▶ **WHAT IS NEEDED**: Transcribe the entries below exactly, from the line containing "The component shall mark one dot per instance of the column" through the final line of the entries, including both.

▶ **THE INPUT**:
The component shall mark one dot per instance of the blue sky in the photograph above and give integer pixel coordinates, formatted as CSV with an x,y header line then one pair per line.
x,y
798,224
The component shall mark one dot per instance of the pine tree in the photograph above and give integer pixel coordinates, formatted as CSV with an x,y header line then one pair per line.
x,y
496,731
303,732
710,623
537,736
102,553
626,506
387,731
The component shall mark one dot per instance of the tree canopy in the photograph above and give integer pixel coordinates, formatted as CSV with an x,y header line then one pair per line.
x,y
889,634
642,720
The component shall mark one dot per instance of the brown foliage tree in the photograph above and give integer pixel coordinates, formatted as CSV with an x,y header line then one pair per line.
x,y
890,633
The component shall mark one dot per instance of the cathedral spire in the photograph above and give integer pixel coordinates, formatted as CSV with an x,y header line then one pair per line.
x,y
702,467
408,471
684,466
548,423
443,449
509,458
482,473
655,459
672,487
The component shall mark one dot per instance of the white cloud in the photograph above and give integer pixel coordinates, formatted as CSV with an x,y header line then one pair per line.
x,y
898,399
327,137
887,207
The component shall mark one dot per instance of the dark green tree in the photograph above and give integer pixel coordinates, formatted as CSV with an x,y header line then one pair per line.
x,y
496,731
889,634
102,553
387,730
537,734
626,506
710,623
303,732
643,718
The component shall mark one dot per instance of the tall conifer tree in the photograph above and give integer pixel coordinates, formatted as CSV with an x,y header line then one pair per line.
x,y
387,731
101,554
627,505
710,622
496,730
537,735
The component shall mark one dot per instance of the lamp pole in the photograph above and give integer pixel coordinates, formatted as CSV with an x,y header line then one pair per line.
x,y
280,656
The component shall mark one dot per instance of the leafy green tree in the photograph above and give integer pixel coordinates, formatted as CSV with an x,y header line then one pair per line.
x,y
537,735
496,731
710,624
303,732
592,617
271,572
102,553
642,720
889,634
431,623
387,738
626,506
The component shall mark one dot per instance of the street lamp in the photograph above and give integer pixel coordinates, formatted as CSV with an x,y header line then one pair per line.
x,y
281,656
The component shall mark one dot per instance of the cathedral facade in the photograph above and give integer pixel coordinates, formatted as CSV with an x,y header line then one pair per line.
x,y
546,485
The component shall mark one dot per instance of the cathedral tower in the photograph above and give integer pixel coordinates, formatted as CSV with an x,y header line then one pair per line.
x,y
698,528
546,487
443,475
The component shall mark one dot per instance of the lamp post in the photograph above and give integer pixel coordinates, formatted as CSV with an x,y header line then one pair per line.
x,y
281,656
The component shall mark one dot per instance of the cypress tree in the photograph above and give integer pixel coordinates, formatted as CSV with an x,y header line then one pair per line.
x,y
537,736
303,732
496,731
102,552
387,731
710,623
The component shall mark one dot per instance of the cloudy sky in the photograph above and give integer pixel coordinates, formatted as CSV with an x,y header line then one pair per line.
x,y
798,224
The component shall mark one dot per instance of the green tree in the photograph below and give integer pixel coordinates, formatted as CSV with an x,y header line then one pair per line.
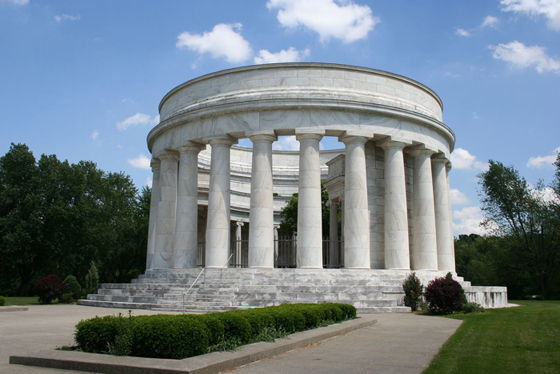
x,y
526,220
289,213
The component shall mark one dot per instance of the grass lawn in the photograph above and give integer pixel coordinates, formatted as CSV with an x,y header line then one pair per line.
x,y
525,339
31,300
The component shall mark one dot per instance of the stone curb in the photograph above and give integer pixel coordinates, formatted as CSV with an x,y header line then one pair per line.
x,y
13,308
205,364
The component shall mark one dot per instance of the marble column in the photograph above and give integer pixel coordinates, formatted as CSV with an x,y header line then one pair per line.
x,y
356,213
276,238
186,228
309,235
451,237
441,206
261,236
156,166
333,230
238,259
424,243
218,224
397,254
167,206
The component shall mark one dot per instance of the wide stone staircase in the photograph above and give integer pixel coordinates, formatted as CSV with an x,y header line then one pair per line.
x,y
370,291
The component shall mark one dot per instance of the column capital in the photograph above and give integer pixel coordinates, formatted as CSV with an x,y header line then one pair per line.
x,y
155,163
257,138
415,152
169,155
221,140
349,139
191,147
309,136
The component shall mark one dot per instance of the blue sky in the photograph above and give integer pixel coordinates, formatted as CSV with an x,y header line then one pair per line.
x,y
83,79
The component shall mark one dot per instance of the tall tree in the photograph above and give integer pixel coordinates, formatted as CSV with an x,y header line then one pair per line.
x,y
528,218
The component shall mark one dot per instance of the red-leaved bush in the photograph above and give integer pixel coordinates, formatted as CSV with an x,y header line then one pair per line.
x,y
49,288
444,295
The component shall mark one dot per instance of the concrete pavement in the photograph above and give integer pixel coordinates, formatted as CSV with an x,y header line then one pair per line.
x,y
398,343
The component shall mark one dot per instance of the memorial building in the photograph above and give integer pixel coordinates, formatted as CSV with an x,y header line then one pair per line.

▶ **RESPONSE TO THE TASK**:
The component shall mark one dot per instance of the column capital in the photograph above and give integer pixel coordinates, formatted as CSV with an x,y header line then one pair per line.
x,y
155,163
257,138
415,152
169,155
221,140
349,139
191,147
309,136
The component shall mark one dot per instance of the blue sky in the photograph above and give integer pixel coordinates, formatted as CSV with an x,y header line then one pair per line.
x,y
83,79
The component shall mark one dot per instance of the tall tree in the photograph above and give integer pixel coordinates, formatted as CSV with an x,y header line then one pair per line.
x,y
528,218
The component shall mark one dot per instance of the red-leaved bush in the photograph above and give integer pixel coordinates, formatted as CSV with an x,y header line then one pair per line.
x,y
49,288
444,295
The component shall mark one dot per instance of the concrete pavement in the photograph above and give integer pixel coordinates, formatted as CSV with an x,y header line then one pair per line.
x,y
398,343
The component shall mark one dot per instance of the memorial building in the photograph above and give integer pixel coordinates, formatted as CSV with an x,y header line then one pair per line.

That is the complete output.